List every line of the data below that contains the word "ditch".
═══
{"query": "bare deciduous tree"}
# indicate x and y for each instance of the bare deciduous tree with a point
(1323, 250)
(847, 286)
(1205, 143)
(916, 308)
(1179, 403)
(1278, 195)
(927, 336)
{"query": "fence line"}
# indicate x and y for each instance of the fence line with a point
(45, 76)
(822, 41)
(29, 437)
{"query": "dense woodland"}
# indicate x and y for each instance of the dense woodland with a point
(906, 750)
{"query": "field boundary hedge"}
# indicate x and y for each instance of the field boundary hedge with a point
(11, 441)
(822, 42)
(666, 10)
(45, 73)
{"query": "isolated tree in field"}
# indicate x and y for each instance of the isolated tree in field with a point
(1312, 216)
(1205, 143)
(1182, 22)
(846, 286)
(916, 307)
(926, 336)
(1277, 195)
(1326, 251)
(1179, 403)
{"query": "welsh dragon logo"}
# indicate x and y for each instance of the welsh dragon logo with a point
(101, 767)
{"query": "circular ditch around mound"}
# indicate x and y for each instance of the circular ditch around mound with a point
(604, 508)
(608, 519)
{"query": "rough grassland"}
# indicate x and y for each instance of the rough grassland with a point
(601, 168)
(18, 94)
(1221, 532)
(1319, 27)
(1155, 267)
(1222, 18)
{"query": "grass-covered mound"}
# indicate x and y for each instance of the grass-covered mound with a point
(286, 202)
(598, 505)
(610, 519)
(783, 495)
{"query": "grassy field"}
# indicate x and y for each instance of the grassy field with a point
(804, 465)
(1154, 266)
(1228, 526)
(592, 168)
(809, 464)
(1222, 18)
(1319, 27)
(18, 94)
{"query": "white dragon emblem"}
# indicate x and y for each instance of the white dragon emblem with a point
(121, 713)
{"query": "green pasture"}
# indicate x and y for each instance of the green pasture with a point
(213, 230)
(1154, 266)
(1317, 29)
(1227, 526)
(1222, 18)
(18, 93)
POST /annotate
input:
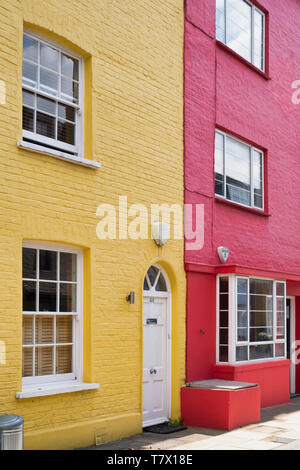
═══
--- TASK SOLUTION ---
{"query": "circular ditch around mound"}
# indicate x and y for each instance of the circular ditch around mound with a point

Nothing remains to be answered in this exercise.